§ SELECTED TEXT

<<<<

However, each of them seemed to have been taken either by the science behind Theranos’ device or the possible applications for it (in the case of Shultz and Mattis) or because it represented a prime investment opportunity (in the case of Murdoch and DeVos).
When it comes to the Clintons and Obama, however, things get a bit murkier.
It probably won’t surprise you, given that she helmed a Silicon Valley startup, that Holmes was a Clinton donor. Not only that, but Hillary Clinton had planned to host a fundraiser at Theranos until media attention forced her to host it elsewhere. (Even liberals were embarrassed.) The planned $2,700 a head event was to feature Chelsea Clinton, but apparently even the media couldn’t ignore the fact that she was hosting an event at a company that was under federal investigation.
“(The event) is not connected to a specific company or policy, but a chance to talk directly to women in tech,” Clinton’s campaign said at the time, according to the Washington Free Beacon. “We frequently send initial invitations while host committees are still being formed and locations finalized. This was never a health care event and the location wasn’t set. It will not be at Theranos.”
That was hardly the only contact that the Clintons had with her, however. When Bill Clinton interviewed Holmes in 2015 for his Clinton Global Initiative, an arm of the scandal-plagued Clinton Foundation, he noted that she started the company when she was only 19.
“Don’t worry about the future, we’re in good hands,” Clinton said. Holmes, for her part, talked about bringing “equality” to health care.

>>>>

Collected data entries
<<<<

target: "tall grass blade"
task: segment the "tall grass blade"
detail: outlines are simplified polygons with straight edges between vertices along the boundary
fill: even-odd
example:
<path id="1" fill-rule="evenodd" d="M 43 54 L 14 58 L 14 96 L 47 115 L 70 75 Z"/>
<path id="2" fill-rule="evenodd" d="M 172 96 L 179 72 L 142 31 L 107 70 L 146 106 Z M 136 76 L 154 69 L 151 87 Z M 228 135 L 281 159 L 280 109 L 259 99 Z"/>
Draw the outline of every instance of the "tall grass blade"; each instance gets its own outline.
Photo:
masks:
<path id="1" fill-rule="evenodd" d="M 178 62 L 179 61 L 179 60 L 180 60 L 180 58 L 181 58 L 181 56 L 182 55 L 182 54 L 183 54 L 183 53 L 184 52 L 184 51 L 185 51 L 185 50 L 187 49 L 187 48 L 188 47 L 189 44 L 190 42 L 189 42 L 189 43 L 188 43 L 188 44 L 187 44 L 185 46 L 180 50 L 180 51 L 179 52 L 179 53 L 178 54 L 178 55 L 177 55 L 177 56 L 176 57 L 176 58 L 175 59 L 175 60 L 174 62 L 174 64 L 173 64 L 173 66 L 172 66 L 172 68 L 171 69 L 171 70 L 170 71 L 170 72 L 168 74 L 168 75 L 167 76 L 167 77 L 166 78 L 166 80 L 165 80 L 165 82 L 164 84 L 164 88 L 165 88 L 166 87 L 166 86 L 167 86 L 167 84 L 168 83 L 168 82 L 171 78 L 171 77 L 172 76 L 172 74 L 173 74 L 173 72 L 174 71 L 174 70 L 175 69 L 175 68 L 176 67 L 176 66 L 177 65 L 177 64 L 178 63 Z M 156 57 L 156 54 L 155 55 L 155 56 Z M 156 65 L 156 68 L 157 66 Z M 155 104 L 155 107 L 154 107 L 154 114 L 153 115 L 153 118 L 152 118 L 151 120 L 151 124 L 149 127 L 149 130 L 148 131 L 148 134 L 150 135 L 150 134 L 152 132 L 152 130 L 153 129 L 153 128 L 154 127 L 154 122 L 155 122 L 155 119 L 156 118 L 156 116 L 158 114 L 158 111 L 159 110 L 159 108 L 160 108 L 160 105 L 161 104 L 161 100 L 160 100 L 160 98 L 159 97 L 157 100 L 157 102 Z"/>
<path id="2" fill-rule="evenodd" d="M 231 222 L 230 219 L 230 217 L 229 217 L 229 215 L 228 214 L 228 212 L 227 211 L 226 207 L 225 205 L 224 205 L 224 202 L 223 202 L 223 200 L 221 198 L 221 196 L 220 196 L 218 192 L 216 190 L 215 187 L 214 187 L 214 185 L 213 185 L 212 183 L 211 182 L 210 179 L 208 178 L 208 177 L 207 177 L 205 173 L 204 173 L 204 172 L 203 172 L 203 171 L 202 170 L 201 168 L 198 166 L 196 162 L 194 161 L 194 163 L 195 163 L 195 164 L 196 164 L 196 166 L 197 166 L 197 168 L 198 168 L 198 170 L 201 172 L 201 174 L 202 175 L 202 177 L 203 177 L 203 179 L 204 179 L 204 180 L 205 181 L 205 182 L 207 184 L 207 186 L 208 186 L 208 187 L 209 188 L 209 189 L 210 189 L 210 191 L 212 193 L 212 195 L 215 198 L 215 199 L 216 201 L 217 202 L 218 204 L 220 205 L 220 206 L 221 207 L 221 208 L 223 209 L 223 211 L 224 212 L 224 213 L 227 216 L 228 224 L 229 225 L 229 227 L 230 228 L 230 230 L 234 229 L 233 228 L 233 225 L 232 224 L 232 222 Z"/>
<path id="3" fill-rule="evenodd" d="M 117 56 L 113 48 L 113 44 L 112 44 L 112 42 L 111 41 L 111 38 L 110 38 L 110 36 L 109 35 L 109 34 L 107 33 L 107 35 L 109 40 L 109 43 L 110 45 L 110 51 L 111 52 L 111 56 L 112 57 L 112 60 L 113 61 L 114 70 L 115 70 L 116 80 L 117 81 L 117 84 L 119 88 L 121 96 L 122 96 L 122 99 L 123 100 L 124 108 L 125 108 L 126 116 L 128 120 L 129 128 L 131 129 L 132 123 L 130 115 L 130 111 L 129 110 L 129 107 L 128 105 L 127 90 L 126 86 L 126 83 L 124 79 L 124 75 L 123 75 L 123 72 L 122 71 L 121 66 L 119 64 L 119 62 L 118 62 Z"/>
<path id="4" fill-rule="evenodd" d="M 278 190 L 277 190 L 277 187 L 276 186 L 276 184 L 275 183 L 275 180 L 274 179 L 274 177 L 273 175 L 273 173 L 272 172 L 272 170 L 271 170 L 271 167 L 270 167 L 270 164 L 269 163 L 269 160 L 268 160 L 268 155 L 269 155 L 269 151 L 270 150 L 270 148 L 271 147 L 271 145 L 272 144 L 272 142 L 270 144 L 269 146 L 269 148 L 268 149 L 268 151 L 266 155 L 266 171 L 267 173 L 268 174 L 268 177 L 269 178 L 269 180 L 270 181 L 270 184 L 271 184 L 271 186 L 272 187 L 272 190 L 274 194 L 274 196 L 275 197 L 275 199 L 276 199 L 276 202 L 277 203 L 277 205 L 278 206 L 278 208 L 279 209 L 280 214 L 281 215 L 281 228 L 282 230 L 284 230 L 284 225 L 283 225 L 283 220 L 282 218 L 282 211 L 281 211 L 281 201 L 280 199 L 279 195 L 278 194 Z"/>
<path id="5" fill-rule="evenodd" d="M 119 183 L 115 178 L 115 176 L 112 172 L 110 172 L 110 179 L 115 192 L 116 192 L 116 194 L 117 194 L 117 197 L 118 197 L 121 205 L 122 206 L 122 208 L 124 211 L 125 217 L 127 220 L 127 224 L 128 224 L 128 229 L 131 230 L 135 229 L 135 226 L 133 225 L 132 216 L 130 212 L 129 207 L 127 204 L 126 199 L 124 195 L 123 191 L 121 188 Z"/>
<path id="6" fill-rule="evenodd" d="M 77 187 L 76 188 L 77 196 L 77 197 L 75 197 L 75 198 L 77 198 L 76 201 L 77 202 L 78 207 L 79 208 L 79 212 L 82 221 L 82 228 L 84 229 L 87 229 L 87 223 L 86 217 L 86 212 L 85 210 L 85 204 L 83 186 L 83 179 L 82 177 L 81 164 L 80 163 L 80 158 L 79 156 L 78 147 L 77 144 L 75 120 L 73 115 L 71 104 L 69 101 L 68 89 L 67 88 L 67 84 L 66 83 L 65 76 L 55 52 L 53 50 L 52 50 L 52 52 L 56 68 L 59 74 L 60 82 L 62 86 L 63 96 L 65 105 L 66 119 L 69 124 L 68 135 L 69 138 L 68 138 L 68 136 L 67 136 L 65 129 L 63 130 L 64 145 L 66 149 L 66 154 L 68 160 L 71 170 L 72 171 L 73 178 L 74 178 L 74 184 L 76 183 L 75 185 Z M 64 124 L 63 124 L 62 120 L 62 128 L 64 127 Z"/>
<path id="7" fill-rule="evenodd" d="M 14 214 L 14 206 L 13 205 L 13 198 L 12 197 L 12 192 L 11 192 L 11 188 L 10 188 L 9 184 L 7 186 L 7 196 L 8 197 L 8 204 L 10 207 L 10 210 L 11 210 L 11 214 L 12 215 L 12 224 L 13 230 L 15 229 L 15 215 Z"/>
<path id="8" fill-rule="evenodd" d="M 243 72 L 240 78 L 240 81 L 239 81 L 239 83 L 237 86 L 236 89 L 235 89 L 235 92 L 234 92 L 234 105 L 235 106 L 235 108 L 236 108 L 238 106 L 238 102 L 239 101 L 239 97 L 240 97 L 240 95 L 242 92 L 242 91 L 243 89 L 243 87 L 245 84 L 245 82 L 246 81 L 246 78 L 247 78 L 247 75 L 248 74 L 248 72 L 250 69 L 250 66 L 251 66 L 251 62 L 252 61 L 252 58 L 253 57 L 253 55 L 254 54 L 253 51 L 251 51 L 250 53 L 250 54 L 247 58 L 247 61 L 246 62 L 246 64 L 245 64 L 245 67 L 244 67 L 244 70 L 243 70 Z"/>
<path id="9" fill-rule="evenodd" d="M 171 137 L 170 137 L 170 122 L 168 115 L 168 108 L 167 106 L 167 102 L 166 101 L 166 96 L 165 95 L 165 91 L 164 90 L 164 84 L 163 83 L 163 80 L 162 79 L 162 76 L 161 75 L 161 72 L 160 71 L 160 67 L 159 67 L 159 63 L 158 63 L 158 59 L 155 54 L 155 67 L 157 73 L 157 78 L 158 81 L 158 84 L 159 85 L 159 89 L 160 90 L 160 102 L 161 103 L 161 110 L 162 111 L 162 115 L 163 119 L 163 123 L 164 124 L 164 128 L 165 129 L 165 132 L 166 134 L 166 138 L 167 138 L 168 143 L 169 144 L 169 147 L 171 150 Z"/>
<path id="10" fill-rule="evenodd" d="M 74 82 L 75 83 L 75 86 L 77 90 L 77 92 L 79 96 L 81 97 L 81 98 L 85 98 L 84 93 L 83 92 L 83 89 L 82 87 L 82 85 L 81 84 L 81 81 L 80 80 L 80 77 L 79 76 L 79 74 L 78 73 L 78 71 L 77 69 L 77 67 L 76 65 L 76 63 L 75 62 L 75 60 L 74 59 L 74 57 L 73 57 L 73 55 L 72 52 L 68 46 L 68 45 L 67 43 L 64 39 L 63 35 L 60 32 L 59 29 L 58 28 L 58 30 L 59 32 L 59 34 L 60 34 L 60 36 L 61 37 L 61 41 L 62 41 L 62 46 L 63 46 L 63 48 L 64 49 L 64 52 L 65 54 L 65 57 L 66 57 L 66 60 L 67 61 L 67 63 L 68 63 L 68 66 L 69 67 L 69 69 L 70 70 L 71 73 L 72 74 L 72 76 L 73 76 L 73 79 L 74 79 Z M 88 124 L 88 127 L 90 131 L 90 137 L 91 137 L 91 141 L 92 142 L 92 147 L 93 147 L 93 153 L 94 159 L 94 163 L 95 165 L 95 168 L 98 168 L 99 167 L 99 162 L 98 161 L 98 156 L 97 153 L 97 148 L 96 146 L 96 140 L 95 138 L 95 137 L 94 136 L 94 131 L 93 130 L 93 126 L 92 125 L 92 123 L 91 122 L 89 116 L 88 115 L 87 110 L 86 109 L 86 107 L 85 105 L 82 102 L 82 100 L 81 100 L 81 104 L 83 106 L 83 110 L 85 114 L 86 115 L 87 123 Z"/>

>>>>

§ TASKS FOR THIS EXERCISE
(a) In the passage about Theranos and its political connections, what was the planned price per head for the Clinton fundraiser?
(b) Please write the next few sentences of the passage about Theranos and its political connections, picking up after its last line.
You won't need the items for anything here.

§ REPLIES
(a) $2,700 a head.

(b)
President Obama went even further than the Clintons in embracing Holmes. In 2015, he invited the CEO to the White House, where he made her a Presidential Ambassador for Global Entrepreneurship. If you’re wondering what a Presidential Ambassador for Global Entrepreneurship does, it’s stuff like this PSA:
So, what’s the overarching point here? Why would the Clintons and the Obama administration get so involved with Holmes? We don’t necessarily impugn their judgment on her company’s viability, inasmuch as almost nobody knew it was a fraud.
On the other hand, they didn’t really seem to care whether it was or not. Hillary Clinton’s campaign wanted to hold a campaign event at Theranos well after it became clear, thanks to The Wall Street Journal’s reporting, that the company was suspected at least of some very shady things.
The fact was that Elizabeth Holmes was a Democrat’s dream.
Here was a young, millennial woman CEO saying all the right things about breaking the glass ceiling and instituting “equality “in health care. So what if her product was promising things that seemed impossible? So what if her company was under investigation? After all, she just brushed it off as the ossified medical establishment coming after her company. She was great copy.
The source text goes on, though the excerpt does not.